- **Written task**
Every entry below should be transcribed exactly; pictures stay out of the copy.

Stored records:
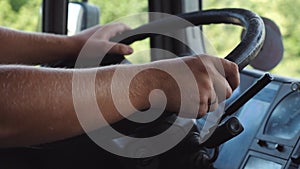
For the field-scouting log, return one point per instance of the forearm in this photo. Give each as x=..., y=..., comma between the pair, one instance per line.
x=32, y=48
x=37, y=104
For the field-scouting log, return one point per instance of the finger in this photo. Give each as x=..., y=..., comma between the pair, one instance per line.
x=111, y=30
x=222, y=88
x=203, y=107
x=212, y=103
x=231, y=71
x=117, y=48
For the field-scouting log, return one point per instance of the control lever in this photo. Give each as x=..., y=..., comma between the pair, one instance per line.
x=224, y=132
x=232, y=127
x=247, y=95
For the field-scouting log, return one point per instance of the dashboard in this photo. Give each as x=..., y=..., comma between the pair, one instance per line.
x=271, y=122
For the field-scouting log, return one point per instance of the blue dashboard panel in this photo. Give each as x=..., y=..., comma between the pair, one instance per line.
x=254, y=116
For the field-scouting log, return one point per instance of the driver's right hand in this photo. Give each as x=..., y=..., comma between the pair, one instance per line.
x=215, y=80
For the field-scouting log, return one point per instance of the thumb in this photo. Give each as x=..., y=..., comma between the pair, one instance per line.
x=117, y=48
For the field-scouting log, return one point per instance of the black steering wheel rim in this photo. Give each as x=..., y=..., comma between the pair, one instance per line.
x=242, y=54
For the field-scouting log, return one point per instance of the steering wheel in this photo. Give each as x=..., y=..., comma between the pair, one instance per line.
x=242, y=54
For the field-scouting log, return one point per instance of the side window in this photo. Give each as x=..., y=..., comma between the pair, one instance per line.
x=20, y=14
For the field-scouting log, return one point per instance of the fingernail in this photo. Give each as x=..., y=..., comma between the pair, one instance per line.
x=129, y=50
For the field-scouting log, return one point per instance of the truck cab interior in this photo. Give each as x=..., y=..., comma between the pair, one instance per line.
x=259, y=128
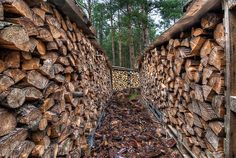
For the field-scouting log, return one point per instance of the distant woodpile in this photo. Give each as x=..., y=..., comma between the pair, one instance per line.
x=53, y=82
x=124, y=79
x=185, y=80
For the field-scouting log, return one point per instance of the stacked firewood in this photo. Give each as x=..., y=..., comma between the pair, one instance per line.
x=134, y=80
x=124, y=79
x=53, y=82
x=185, y=80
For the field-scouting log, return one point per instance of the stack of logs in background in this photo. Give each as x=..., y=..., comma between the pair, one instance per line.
x=53, y=82
x=185, y=80
x=124, y=79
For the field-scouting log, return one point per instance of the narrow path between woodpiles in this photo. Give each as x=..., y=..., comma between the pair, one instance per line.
x=130, y=131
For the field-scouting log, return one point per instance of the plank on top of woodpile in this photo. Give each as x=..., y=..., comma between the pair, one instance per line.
x=69, y=8
x=14, y=37
x=194, y=14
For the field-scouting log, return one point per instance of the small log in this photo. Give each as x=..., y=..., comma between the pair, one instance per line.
x=15, y=98
x=3, y=66
x=26, y=23
x=18, y=7
x=30, y=116
x=185, y=52
x=199, y=32
x=11, y=141
x=31, y=93
x=40, y=12
x=5, y=82
x=23, y=149
x=65, y=147
x=207, y=48
x=218, y=128
x=12, y=59
x=16, y=74
x=58, y=68
x=37, y=80
x=210, y=20
x=26, y=55
x=217, y=58
x=48, y=69
x=208, y=92
x=43, y=124
x=8, y=122
x=218, y=105
x=1, y=12
x=189, y=119
x=207, y=113
x=219, y=35
x=185, y=42
x=32, y=64
x=214, y=141
x=63, y=61
x=217, y=83
x=52, y=46
x=45, y=34
x=41, y=47
x=196, y=45
x=38, y=151
x=14, y=37
x=53, y=56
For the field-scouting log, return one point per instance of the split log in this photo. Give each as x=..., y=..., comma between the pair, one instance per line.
x=32, y=64
x=219, y=35
x=31, y=93
x=196, y=44
x=18, y=7
x=30, y=116
x=38, y=151
x=26, y=23
x=217, y=57
x=218, y=105
x=14, y=37
x=12, y=59
x=207, y=113
x=214, y=141
x=218, y=128
x=11, y=141
x=5, y=83
x=23, y=149
x=15, y=98
x=207, y=48
x=16, y=74
x=48, y=69
x=211, y=20
x=37, y=80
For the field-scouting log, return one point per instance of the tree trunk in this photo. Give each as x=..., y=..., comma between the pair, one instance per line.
x=119, y=40
x=130, y=39
x=112, y=37
x=145, y=25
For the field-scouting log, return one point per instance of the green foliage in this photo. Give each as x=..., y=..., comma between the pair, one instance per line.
x=155, y=15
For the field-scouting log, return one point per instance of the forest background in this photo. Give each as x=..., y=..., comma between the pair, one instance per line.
x=125, y=27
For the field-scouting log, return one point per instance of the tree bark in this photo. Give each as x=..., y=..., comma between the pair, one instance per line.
x=112, y=36
x=130, y=38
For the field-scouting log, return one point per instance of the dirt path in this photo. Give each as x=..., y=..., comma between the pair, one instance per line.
x=130, y=131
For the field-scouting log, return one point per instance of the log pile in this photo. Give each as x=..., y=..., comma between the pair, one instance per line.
x=185, y=80
x=124, y=79
x=53, y=82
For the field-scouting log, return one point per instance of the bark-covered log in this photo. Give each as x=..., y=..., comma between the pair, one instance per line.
x=8, y=122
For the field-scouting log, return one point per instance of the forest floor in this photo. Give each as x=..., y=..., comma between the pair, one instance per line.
x=129, y=130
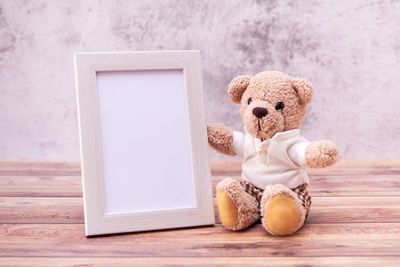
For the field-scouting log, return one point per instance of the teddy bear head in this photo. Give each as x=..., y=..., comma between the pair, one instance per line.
x=270, y=102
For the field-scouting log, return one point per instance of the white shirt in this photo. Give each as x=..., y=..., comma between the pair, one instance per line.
x=279, y=160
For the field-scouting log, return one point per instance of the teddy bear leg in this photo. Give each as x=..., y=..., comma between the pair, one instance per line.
x=281, y=210
x=237, y=209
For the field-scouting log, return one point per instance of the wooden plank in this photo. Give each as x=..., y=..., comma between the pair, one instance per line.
x=311, y=241
x=41, y=210
x=321, y=185
x=40, y=186
x=323, y=210
x=40, y=168
x=204, y=261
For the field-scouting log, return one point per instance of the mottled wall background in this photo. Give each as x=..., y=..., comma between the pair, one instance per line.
x=350, y=50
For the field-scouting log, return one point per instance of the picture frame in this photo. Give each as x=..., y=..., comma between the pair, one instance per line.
x=143, y=141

- **Written response**
For the field-scouting log, return one point per instance of the forearm in this photo. Give each as x=..., y=..., comma between the pair, one instance per line.
x=32, y=48
x=37, y=104
For the field-scouting log, return one point per instance of the finger in this photo. Give each as x=..., y=..., comma between the pair, one instance per line.
x=111, y=30
x=222, y=88
x=203, y=107
x=212, y=103
x=231, y=71
x=117, y=48
For the field-scouting log, return one point per instance of the control lever in this photo. Give each as x=..., y=..., comma between the pair, one instance per line.
x=224, y=132
x=232, y=127
x=247, y=95
For the field-scouting log, return one point per instance of the dashboard in this photo. Give each as x=..., y=..., comma between the pair, one instance per line.
x=271, y=122
For the field-scouting log, return one point per instance of the blue dashboard panel in this photo. Give each as x=..., y=..., comma between the pair, one instance per line.
x=254, y=116
For the field-scouting log, return one point per instance of the driver's right hand in this photo. Give each as x=..., y=..., comma between the pair, one instance per line.
x=215, y=80
For the field-scouting log, return one point per instance of the thumb in this photo. Give each as x=..., y=..., comma between the pair, one instance per line.
x=117, y=48
For the field-scouting log, return one point per instance of the black steering wheel rim in this photo. Give each as x=..., y=..., comma between the pair, one instance per line.
x=242, y=54
For the field-scouting log, return one point per instance of the steering wheel in this photo. Give each as x=..., y=..., comma between the pair, one instance per line.
x=242, y=54
For the field-scouting log, return one point per instance of the side window in this photo. Give each as x=..., y=..., comma between the pair, one instance per line.
x=20, y=14
For the field-scouting log, return one point per instance of the fingernail in this photo. Give each as x=..., y=..., comma between the pair, one instance per line.
x=129, y=50
For the field-scouting log, return one point per instance of the truck cab interior in this photo. Give each as x=..., y=..., comma between the pair, one instance per line.
x=259, y=128
For the field-scouting log, return one point per instance of the distant woodpile in this photo. Give each as x=..., y=..., comma between the pair, one instance per line.
x=53, y=82
x=124, y=79
x=185, y=80
For the field-scouting log, return one point per instance of the stacked firewood in this photo. Give each as x=..., y=..., comma between the pair, one instance per line.
x=134, y=80
x=124, y=79
x=53, y=82
x=185, y=80
For the field-scouting log, return one point per instance of the stack of logs in background in this photo. Give each as x=..., y=..., comma between the pair, one instance per line.
x=53, y=82
x=185, y=80
x=124, y=79
For the field-scouting log, return one point per instance of the narrow path between woodpiles in this photo. Give each as x=..., y=..., comma between the pair, one instance per line.
x=130, y=131
For the field-scouting log, return one point per instance of the plank on top of woodpile in this photo. Give each as x=..., y=..., comma between the pair, one instance per line.
x=69, y=8
x=14, y=37
x=194, y=14
For the field-scouting log, return one point per instance of the small log in this photo. Give each as x=..., y=..., comma between the pair, one instance per line.
x=15, y=98
x=3, y=66
x=26, y=23
x=18, y=7
x=30, y=116
x=185, y=52
x=199, y=32
x=11, y=141
x=31, y=93
x=40, y=12
x=5, y=82
x=23, y=149
x=65, y=147
x=207, y=48
x=218, y=128
x=12, y=59
x=16, y=74
x=58, y=68
x=37, y=80
x=210, y=20
x=26, y=55
x=217, y=58
x=48, y=69
x=208, y=92
x=43, y=124
x=8, y=122
x=218, y=105
x=1, y=12
x=189, y=119
x=207, y=113
x=219, y=35
x=185, y=42
x=32, y=64
x=214, y=141
x=63, y=61
x=217, y=83
x=52, y=46
x=45, y=34
x=41, y=47
x=196, y=45
x=38, y=151
x=14, y=37
x=53, y=56
For the field-scouting log, return one point per instance of the split log in this photo. Give each as x=..., y=..., comma between the pair, one instance per line.
x=32, y=64
x=219, y=35
x=31, y=93
x=196, y=44
x=18, y=7
x=30, y=116
x=38, y=151
x=26, y=23
x=217, y=57
x=218, y=105
x=14, y=37
x=12, y=59
x=207, y=113
x=214, y=141
x=218, y=128
x=11, y=141
x=5, y=83
x=23, y=149
x=15, y=98
x=207, y=48
x=16, y=74
x=48, y=69
x=211, y=20
x=37, y=80
For the field-scouting log, return one point per instance of the tree trunk in this photo. Give each as x=..., y=..., comma between the pair, one instance per line.
x=119, y=40
x=130, y=39
x=112, y=37
x=145, y=25
For the field-scouting log, return one point per instance of the green foliage in this photo. Give each as x=..., y=..., comma between the pair, one instance per line.
x=155, y=15
For the field-scouting log, return one point per instance of the forest background in this photo. Give each as x=..., y=..., comma between the pair, one instance per line.
x=125, y=27
For the field-scouting log, return one point per instance of the tree bark in this photo. Give each as x=..., y=..., comma between the pair, one instance per line.
x=112, y=36
x=130, y=38
For the field-scouting log, return one point per instance of the dirt path in this photo. Give each as x=..., y=..., comma between the pair, one instance per line.
x=130, y=131
For the field-scouting log, return one point per instance of the log pile in this photo. Give each as x=..., y=..., comma between the pair, one instance per line.
x=185, y=80
x=124, y=79
x=53, y=82
For the field-scouting log, return one point per instance of the bark-covered log in this photo. Give each as x=..., y=..., comma between the pair, one instance per line.
x=8, y=122
For the field-scouting log, return one point per instance of the forest floor in this photo. Give each as x=..., y=..., comma between the pair, one instance per line.
x=129, y=130
For the field-scouting log, return one point per instance of the teddy bear head in this photo. Give each as x=..., y=..., comma between the pair, one instance per line.
x=270, y=102
For the field-scouting log, return one point per instance of the white shirt in this photo. Give each as x=..., y=..., comma between the pair, one instance per line.
x=279, y=160
For the field-scouting log, return one point per instance of the teddy bear leg in this photo. Give each as x=..., y=..., comma between the pair, one instance per line.
x=281, y=210
x=237, y=209
For the field-scouting log, return one point per instance of the wooden plank in this photo. Give each as x=..., y=..., comma between the pair, one instance per line.
x=311, y=241
x=41, y=210
x=321, y=185
x=40, y=186
x=323, y=210
x=40, y=168
x=204, y=261
For the field-scouting log, return one point per instance of the mottled wall background in this photo. Give each as x=..., y=..., comma between the pair, one instance per line.
x=350, y=50
For the field-scouting log, return one point per instance of the picture frame in this photo. Give each as x=..., y=..., comma between the pair, one instance per line.
x=143, y=141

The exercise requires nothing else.